**Opdrachtinstructies**
Neem alle onderstaande rijen letterlijk over, maar laat de afbeeldingen weg.

(Records van een dataset voor puntannotatie)

+===+

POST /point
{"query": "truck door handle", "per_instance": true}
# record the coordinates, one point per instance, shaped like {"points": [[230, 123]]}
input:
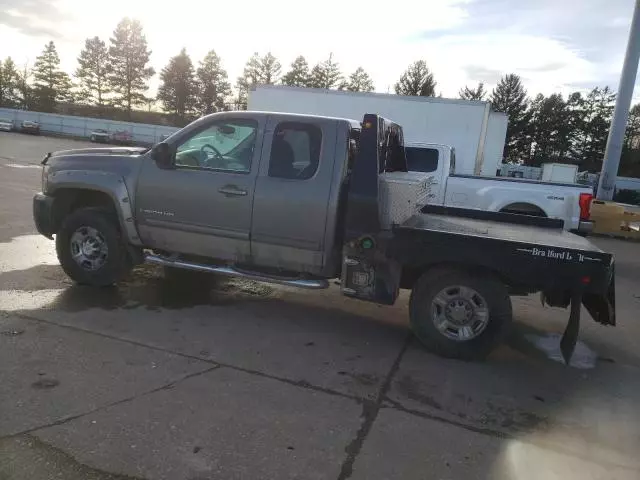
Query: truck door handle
{"points": [[232, 190]]}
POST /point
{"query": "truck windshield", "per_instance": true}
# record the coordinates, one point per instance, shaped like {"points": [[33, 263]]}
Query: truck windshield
{"points": [[420, 159]]}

+===+

**Het resultaat**
POST /point
{"query": "truck door handle", "per_instance": true}
# record the coordinates, one point per instance, shaped like {"points": [[230, 123]]}
input:
Query: truck door handle
{"points": [[232, 190]]}
POST /point
{"query": "truck windshield", "per_instance": true}
# record the coordinates, one point per instance, shaped like {"points": [[33, 263]]}
Query: truck windshield
{"points": [[420, 159]]}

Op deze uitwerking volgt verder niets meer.